Task to complete:
Please write out every entry below, word for word.
*** Opening Study material ***
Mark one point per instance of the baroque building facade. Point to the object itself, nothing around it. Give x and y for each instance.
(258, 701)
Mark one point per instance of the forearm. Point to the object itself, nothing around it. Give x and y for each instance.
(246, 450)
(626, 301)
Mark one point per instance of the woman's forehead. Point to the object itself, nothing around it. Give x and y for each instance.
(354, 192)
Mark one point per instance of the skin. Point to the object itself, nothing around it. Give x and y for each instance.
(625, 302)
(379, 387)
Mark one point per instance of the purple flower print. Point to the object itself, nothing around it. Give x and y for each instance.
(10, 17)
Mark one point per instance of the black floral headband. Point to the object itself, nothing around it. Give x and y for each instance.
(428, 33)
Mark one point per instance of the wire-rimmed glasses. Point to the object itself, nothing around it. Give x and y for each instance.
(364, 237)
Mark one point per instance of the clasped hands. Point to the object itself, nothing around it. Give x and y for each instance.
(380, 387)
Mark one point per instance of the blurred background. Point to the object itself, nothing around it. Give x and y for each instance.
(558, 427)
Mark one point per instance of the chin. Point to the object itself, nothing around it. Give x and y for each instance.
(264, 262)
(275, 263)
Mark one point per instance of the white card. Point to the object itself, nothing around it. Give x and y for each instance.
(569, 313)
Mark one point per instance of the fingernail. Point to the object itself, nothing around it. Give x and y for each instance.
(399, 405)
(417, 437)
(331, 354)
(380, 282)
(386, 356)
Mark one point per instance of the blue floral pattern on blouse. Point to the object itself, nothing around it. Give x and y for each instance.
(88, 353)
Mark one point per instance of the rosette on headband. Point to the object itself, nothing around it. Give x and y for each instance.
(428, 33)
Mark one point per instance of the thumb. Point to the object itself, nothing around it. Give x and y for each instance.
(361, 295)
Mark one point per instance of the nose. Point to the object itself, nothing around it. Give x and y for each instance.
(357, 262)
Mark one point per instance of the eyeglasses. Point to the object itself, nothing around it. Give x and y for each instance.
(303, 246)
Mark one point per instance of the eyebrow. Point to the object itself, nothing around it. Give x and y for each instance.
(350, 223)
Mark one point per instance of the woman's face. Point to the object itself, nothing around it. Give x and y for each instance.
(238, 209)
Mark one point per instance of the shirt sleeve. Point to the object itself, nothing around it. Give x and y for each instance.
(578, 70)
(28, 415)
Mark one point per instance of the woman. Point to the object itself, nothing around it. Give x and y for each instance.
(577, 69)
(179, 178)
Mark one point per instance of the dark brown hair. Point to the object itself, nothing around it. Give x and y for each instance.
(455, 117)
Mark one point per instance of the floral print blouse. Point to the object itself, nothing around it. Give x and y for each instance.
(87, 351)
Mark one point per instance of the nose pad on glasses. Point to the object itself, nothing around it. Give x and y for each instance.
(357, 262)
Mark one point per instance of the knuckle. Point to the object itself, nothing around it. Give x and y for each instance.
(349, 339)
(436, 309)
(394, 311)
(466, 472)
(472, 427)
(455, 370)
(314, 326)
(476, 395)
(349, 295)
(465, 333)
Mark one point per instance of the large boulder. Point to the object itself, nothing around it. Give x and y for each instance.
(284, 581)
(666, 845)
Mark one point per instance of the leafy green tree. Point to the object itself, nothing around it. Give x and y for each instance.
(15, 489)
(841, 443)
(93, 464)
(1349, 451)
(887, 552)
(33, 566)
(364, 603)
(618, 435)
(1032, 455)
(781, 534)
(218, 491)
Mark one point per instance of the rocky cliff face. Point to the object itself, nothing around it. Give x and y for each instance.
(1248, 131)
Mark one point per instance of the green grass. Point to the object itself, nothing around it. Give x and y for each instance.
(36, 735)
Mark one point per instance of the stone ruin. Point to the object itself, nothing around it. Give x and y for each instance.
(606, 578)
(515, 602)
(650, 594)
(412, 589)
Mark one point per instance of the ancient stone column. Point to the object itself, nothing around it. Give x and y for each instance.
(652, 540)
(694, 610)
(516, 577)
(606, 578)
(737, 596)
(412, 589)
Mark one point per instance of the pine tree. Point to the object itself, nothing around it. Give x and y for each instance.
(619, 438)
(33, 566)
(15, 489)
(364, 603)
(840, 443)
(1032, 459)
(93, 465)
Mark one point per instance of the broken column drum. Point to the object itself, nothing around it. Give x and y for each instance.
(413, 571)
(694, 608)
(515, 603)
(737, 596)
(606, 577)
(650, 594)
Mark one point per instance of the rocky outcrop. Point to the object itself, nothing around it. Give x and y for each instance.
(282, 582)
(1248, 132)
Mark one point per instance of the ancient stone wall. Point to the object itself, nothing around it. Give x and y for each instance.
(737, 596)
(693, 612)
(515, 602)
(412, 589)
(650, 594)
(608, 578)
*** Closing Study material ***
Finished exercise:
Mark one point per instance of the baroque building facade. Point to the object itself, nothing around it. Give x and y for each instance.
(258, 701)
Mark one point per instance of the forearm. Point to the object itself, nothing around it. Give x and y for each instance.
(246, 450)
(626, 301)
Mark one point per instance of the woman's forehead. Point to the object itself, nothing around it. Give x and y for each instance.
(354, 192)
Mark one point per instance of the skin. Point to the object itself, nothing around it. Give x and y for each instance.
(625, 302)
(379, 387)
Mark one point per instance of the purple flower print. Point to the object itself, nothing around it. Give x and y for each instance.
(10, 17)
Mark one point per instance of the black floral headband. Point to the object itself, nothing around it. Give x and y for each instance.
(428, 33)
Mark one point per instance of the wire-rimmed glasses. Point to the object itself, nothing around it. Give x and y for each instance.
(364, 237)
Mark one point per instance of the clasped hands. Point to the object itself, nothing around it. Give x and y for each instance.
(380, 387)
Mark one point per instance of the blurred background. Point to the object itself, nothing around it. Give x and y for each instance.
(558, 427)
Mark one point per instance of the chin. Point to the object itself, nothing around it. Give x and y for each instance.
(264, 262)
(275, 263)
Mark one point per instance of the white card. Point to the object itself, nothing around it. Give x and y for each instance.
(569, 313)
Mark one point per instance of the fingernail. Point to the object itself, nothing around it. Give x and y for each instance.
(399, 405)
(417, 437)
(331, 354)
(380, 282)
(386, 356)
Mark one point per instance of the blue floral pattern on blouse. Point to the object itself, nothing around it. Give x and y for each instance.
(88, 353)
Mark one point per instance of the rosette on headband. Point to the object itself, nothing around it. Give x and y for each instance.
(428, 33)
Mark one point per instance of the thumb. Point to the object itself, nothing around it. Give x and y for each instance.
(361, 295)
Mark one point per instance of the nose. Point to the object itself, nothing around it. Give x and y for each instance.
(357, 262)
Mark one point per instance of the eyeglasses. Point to the object itself, nothing around it. Give x and y for each instance.
(303, 246)
Mark one point per instance of the eyebrow. Point to the object itself, nothing around it. Give x and y for each instance.
(350, 223)
Mark one point per instance of the woman's face. Point to the object itself, nothing around it. Give x and y for each instance.
(238, 209)
Mark one point per instance of the shirt sleeve. Point to the object itself, nothing around it. Give x and y for each instance.
(578, 70)
(28, 415)
Mark one point per instance of the woman. Point to the object itself, nothing around it. Give x and y for each instance.
(577, 69)
(179, 178)
Mark one point per instance of the dark brown hair. Point to the object itself, nothing around it. Give x and y for each instance.
(455, 117)
Mark one point per instance of the floral print blouse. Point to the object itself, nothing around it. Give x and y for each instance.
(87, 351)
Mark one point per instance of the nose pad on glasses. Point to the object itself, nothing around it. Give x and y for each instance.
(357, 262)
Mark one point per instance of the knuckle. Point to the object itself, nothing around it. Give x and y for each instance.
(349, 339)
(436, 309)
(394, 311)
(466, 472)
(472, 427)
(455, 370)
(314, 326)
(476, 395)
(349, 295)
(465, 333)
Mark one point per instance of the large boulder. Point to the object itself, nothing around it. Give x and y for each instance.
(284, 581)
(666, 845)
Mark one point per instance of the leafy green tree. Point to the object itself, nothing around it. Give x and y for each instance.
(15, 489)
(841, 443)
(93, 464)
(1349, 451)
(887, 552)
(33, 566)
(364, 603)
(618, 435)
(1032, 455)
(781, 534)
(218, 491)
Mark one point per instance of the rocky cliff face. Point to the object itself, nothing around it. Give x and y for each instance.
(1248, 131)
Mark one point per instance of the green grass. Point to the object itself, nothing around it. Give x and y for each instance.
(36, 735)
Mark one point per instance of the stone ruin. Point to the object itself, nothing around it. Give x and y for each instance.
(606, 578)
(515, 602)
(650, 594)
(412, 589)
Mark one point per instance of the ancient stone column. Point to the object itself, nothing around it. Give x and y for each instance.
(652, 540)
(694, 610)
(516, 577)
(606, 578)
(737, 596)
(412, 589)
Mark one point per instance of the pine tree. Point to the object itself, nothing around it. Give x and y for each instance.
(619, 438)
(33, 566)
(15, 489)
(364, 603)
(840, 443)
(1032, 459)
(93, 465)
Mark one point per instance of the broken column drum. Point to the object itself, nothing around it. Give x and y for each instance.
(413, 571)
(694, 608)
(515, 603)
(737, 596)
(606, 577)
(650, 594)
Mark one point per instance of the rocky outcrop. Point to the object itself, nothing around it. Give x and y for each instance.
(282, 582)
(1248, 132)
Mark one point per instance of the ancient stone wall. Point to the object itself, nothing around it. Give x and y for each instance.
(737, 596)
(693, 612)
(515, 602)
(412, 589)
(650, 594)
(608, 578)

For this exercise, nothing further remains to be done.